- _SUPPLIED DATA_
——————————

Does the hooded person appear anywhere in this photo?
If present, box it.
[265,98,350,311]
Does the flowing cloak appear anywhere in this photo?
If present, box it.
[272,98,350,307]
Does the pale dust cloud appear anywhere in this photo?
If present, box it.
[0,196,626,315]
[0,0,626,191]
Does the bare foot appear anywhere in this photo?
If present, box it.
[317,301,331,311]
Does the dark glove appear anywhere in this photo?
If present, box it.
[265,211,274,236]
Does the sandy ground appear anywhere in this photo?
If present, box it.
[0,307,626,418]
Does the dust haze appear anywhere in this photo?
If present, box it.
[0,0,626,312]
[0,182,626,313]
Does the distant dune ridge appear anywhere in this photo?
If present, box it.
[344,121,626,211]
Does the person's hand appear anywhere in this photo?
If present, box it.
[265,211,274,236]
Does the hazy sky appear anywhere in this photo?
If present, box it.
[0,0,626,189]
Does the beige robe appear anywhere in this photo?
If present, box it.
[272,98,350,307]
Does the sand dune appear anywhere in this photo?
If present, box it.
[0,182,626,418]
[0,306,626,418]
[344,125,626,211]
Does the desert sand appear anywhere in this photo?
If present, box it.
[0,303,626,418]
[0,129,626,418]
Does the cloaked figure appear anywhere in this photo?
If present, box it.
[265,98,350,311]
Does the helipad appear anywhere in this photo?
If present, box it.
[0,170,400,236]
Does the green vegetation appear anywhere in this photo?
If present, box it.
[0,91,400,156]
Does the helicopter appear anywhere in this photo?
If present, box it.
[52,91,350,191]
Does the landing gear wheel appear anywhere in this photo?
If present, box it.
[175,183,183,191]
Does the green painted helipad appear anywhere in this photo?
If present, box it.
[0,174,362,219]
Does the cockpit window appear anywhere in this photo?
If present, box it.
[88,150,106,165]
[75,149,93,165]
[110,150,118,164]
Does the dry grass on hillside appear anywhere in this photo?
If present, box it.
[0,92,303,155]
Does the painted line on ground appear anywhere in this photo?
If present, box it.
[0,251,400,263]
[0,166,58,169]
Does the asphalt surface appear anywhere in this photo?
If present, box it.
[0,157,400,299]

——————————

- _DIRECTIONS_
Reproduce every line of the data above verbatim, from the first line through the last, with no alterations.

- _ANSWER IN FULL_
Does the hooded person appear anywhere in this photo?
If present, box it.
[265,98,350,311]
Does the flowing cloak appear anywhere in this photo?
If present, box it.
[272,98,350,307]
Does the pale dust cloud appear anywhere in this photo?
If present, box it.
[0,196,626,315]
[0,0,626,191]
Does the bare foot appear anywhere in this photo?
If present, box it.
[317,301,331,311]
Does the dark glove appear anywhere in this photo?
If present, box it.
[265,211,274,236]
Does the sandy ground appear anywhere in this photo?
If present, box it.
[0,307,626,418]
Does the dust haze appear anywhere in this photo?
If present, box it.
[0,0,626,312]
[0,182,626,313]
Does the distant dune ridge appear anywhere in this photo?
If present, box it.
[344,121,626,211]
Does the person's hand appear anywhere in this photo?
If present, box it.
[265,211,274,236]
Does the hazy sky appear anywhere in this photo?
If present, box it.
[0,0,626,189]
Does the beige robe appear anywhere in this photo?
If present, box it.
[272,98,350,307]
Does the sand dune appear anywhere in this photo?
If present, box it.
[0,182,626,418]
[0,306,626,418]
[344,125,626,211]
Does the desert sand appear anywhere in this photo?
If present, box it.
[0,303,626,418]
[0,129,626,418]
Does the cloaked figure appear anywhere in this photo?
If present, box it.
[265,98,350,311]
Does the helipad appear anywhere in this photo?
If present, box it.
[0,170,400,236]
Does the green vegetation appear anywhere in this photo?
If present, box it.
[0,91,400,156]
Does the helicopter appear anywhere in this photo?
If present, box it.
[52,91,350,191]
Does the landing gear wheel appear anywhere in this photo?
If present, box it.
[175,183,183,191]
Does the green painted helipad appear anywhere in this photo?
If present, box it.
[0,174,362,219]
Does the cockpit window appear anywhere in this photo?
If present, box it.
[88,150,106,165]
[75,149,93,165]
[110,150,118,164]
Does the dry grass on hillside appear anywhere in this photo?
If present, box it.
[0,92,303,155]
Does the painted line on ground appear anywhere in this photo?
If present, box it.
[0,251,400,263]
[0,166,58,169]
Does the asphalt surface appear anywhere in this photo?
If present, box it.
[0,157,400,299]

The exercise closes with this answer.